**WORK ORDER:** Below are several entries. Transcribe exactly those lines that fall from the one with "Where can the tree line" through the one with "Where can the evergreen", end lines included.

**MATERIAL SUPPLIED:**
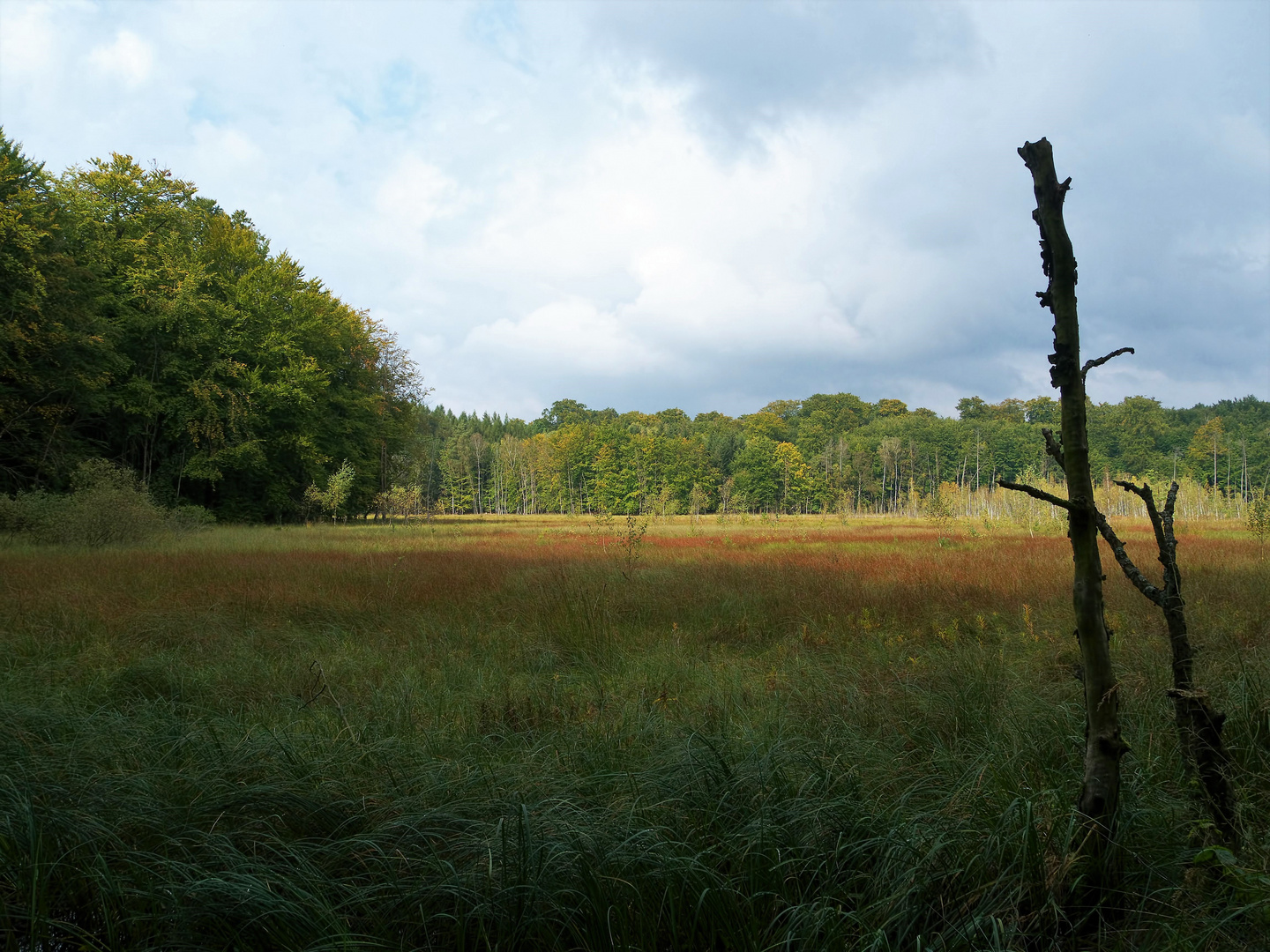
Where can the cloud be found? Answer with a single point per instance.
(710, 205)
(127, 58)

==

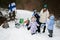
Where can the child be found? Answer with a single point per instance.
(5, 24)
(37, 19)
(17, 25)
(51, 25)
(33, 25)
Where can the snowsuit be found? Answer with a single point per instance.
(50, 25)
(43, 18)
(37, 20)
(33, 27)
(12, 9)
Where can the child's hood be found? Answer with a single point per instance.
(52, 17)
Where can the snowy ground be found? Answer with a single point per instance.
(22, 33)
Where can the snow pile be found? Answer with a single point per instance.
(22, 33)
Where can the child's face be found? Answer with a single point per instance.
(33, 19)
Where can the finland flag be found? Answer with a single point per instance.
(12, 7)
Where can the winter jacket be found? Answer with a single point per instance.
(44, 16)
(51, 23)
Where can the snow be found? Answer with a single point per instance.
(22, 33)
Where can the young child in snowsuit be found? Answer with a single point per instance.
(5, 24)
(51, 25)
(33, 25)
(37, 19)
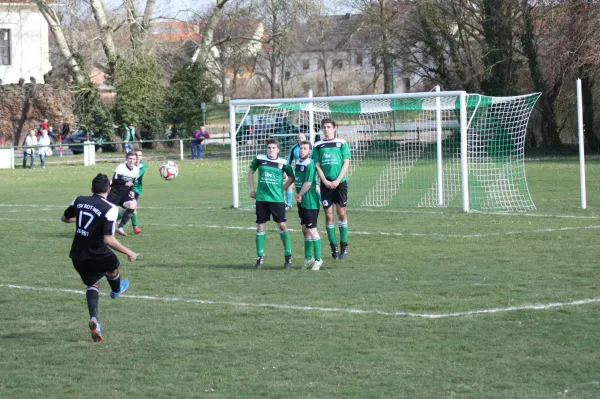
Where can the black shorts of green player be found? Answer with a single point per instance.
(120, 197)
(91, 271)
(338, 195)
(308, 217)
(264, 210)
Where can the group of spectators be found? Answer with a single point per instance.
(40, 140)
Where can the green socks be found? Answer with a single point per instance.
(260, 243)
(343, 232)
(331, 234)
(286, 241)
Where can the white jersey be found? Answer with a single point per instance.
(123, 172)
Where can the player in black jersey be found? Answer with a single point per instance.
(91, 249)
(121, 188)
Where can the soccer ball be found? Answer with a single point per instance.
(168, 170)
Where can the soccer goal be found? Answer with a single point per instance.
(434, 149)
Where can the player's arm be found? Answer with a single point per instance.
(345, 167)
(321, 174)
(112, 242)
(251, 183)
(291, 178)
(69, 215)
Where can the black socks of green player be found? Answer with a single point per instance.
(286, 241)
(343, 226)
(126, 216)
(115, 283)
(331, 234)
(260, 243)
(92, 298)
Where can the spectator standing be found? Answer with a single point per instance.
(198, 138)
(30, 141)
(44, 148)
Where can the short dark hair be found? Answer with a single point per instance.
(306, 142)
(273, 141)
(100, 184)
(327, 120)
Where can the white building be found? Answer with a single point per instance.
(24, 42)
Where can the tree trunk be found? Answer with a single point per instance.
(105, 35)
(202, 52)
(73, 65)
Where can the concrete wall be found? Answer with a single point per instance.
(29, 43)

---

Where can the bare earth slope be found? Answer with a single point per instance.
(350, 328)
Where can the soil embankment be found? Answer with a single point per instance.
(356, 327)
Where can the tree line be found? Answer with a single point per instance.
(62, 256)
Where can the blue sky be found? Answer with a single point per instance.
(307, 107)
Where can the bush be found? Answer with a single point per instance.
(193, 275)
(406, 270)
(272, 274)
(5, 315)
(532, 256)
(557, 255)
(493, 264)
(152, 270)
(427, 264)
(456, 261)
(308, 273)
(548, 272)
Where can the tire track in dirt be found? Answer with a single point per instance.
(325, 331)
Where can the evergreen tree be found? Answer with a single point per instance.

**TASK RESPONSE:**
Where can the tree line be found? Answer with a single point per instance.
(62, 256)
Where can the blue sky be found? Answer with a single point per instance.
(307, 107)
Where can the bush be found? Answer with a single point per instance.
(193, 275)
(406, 270)
(272, 274)
(5, 315)
(532, 256)
(557, 255)
(493, 264)
(152, 270)
(427, 264)
(456, 261)
(308, 273)
(548, 272)
Where can the tire track in dirt be found? Answer with a single point per instance.
(325, 331)
Where can the evergreen tree be found? Answer with a single point per instance.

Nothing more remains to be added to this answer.